To do: Copy all the lines below without altering anything.

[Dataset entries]

*** Block opens ***

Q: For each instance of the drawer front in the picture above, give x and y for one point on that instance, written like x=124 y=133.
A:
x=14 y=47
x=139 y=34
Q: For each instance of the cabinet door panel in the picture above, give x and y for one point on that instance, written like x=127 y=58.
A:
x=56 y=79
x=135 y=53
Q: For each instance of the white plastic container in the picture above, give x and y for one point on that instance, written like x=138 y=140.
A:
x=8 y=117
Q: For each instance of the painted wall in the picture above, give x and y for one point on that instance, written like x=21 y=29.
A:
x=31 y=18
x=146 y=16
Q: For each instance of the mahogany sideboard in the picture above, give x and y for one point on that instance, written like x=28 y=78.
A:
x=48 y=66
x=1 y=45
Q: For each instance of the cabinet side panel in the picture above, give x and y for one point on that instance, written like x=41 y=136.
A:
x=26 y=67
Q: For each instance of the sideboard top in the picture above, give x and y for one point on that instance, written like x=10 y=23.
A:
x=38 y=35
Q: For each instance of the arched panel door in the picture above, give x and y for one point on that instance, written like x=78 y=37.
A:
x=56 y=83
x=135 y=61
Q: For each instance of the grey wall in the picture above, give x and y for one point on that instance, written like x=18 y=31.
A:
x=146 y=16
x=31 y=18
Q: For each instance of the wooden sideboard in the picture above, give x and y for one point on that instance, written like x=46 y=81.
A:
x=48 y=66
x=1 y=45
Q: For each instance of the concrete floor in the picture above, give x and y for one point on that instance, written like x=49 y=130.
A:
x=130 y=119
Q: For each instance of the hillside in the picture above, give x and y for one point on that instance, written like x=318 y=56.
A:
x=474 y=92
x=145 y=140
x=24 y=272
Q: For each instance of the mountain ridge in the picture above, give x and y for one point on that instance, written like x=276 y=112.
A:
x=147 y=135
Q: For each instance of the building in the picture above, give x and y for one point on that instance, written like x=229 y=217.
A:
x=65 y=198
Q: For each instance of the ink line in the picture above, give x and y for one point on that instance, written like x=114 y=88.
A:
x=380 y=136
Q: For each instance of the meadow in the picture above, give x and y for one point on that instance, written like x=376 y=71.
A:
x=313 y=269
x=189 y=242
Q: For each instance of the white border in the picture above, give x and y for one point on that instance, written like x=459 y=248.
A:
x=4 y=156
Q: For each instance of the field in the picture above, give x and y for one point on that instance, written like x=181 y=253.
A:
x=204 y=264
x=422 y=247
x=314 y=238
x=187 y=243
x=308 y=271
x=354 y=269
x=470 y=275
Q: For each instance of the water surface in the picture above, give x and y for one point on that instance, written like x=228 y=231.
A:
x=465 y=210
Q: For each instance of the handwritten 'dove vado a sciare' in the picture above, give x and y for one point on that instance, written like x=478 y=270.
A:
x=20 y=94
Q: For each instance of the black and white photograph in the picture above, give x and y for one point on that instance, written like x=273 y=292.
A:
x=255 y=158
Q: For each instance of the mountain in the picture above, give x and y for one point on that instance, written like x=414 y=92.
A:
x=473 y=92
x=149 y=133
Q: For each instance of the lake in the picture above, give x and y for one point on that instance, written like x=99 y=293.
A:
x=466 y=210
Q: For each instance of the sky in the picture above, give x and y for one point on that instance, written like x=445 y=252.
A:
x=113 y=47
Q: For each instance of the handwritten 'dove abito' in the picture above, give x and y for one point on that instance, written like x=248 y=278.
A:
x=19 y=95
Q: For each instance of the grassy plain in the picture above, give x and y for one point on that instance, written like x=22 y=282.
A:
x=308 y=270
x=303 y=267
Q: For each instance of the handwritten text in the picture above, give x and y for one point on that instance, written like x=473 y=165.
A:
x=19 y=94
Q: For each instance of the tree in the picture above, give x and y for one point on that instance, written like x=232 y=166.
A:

*** Block closes ***

Solution to the problem:
Q: For each instance of the drawer front in the picture above, give x and y for one point on that instance, written like x=124 y=133.
A:
x=14 y=47
x=139 y=34
Q: For each instance of the cabinet door panel in the picture above, give x and y for one point on that instance, written like x=127 y=58.
A:
x=56 y=79
x=135 y=53
Q: For each instance of the white plastic container in the picture above, give x and y for one point on that instance, written like x=138 y=140.
A:
x=8 y=117
Q: For each instance of the painted wall in the picture above, give x and y for one point on that instance, written like x=21 y=29.
A:
x=31 y=18
x=146 y=16
Q: For each instance of the mahogany sideboard in the picture above, give x and y for one point on that instance, written like x=28 y=78.
A:
x=48 y=66
x=1 y=45
Q: For each instance of the cabinet side panel in the picture above, give x and y for one point on that instance, written like x=41 y=136.
A:
x=26 y=67
Q: For each instance of the sideboard top in the picture above, give x and y for one point on that instance, written like x=10 y=23.
A:
x=38 y=35
Q: For each instance of the arched panel door in the picture above, give x and y for one point on that instance, written like x=78 y=37.
A:
x=56 y=83
x=135 y=61
Q: For each instance of the grey wall in the picture above, give x and y for one point on that instance, written like x=18 y=31.
A:
x=146 y=16
x=31 y=18
Q: For each instance of the wooden sideboard in the picture above, give x and y for one point on that instance, written like x=46 y=81.
A:
x=48 y=66
x=1 y=45
Q: For each instance of the concrete floor in the picture above, give x and y for one point on that instance, written like x=49 y=130.
A:
x=130 y=119
Q: For each instance of the hillside in the picture above, give x and y for one point on that instance, written like x=318 y=56.
A:
x=474 y=92
x=145 y=140
x=24 y=272
Q: For each instance of the mountain ridge in the picture above, give x and y for one point on that instance, written like x=276 y=112.
A:
x=147 y=135
Q: For each instance of the building in the picture above, give x and y for one point on that instance, written like x=229 y=217.
A:
x=65 y=198
Q: For each instance of the ink line in the picture above, give x and y for one point on that instance, written like x=114 y=88.
A:
x=380 y=136
Q: For each instance of the meadow in the picture above, give x and y for one point on that instance, written like x=376 y=71.
A:
x=313 y=269
x=189 y=242
Q: For each instance of the white border in the picture above, give x and y for one point on that instance, written like x=459 y=248.
A:
x=4 y=156
Q: For each instance of the field in the picture above, give x and y for one point on that instance, written like x=181 y=253.
A:
x=204 y=264
x=422 y=247
x=314 y=238
x=187 y=243
x=308 y=271
x=354 y=269
x=470 y=275
Q: For each instance of the water surface in the picture above, give x and y for one point on that instance, written like x=228 y=231.
A:
x=465 y=210
Q: For each instance of the handwritten 'dove vado a sciare' in the picture above, give x and y for one point on that instance, written like x=478 y=270.
A:
x=20 y=94
Q: For each instance of the black and white photograph in the picture above, give x and y for one point on that instance, written like x=273 y=292.
A:
x=255 y=158
Q: For each instance of the mountain in the picture above, give x and y for one point on that instance, written like x=414 y=92.
A:
x=473 y=92
x=149 y=133
Q: For each instance of the lake in the picture above, give x and y for one point on that instance, written like x=99 y=293.
A:
x=466 y=210
Q: For each instance of the sky in the picture above, give x and y for one point on that instance, written like x=445 y=252.
A:
x=113 y=47
Q: For each instance of the handwritten 'dove abito' in the picture above, give x and y for one point on that instance, written like x=248 y=278.
A:
x=19 y=95
Q: For each instance of the grassy plain in the picture above, give x and y for one point on that instance, written like x=22 y=282.
A:
x=308 y=270
x=303 y=267
Q: For each instance of the handwritten text in the picture above, give x and y for one point on that instance, written like x=473 y=165.
A:
x=19 y=94
Q: For each instance of the tree in the picture above, give x and y for one point on that instance, written like x=232 y=166.
A:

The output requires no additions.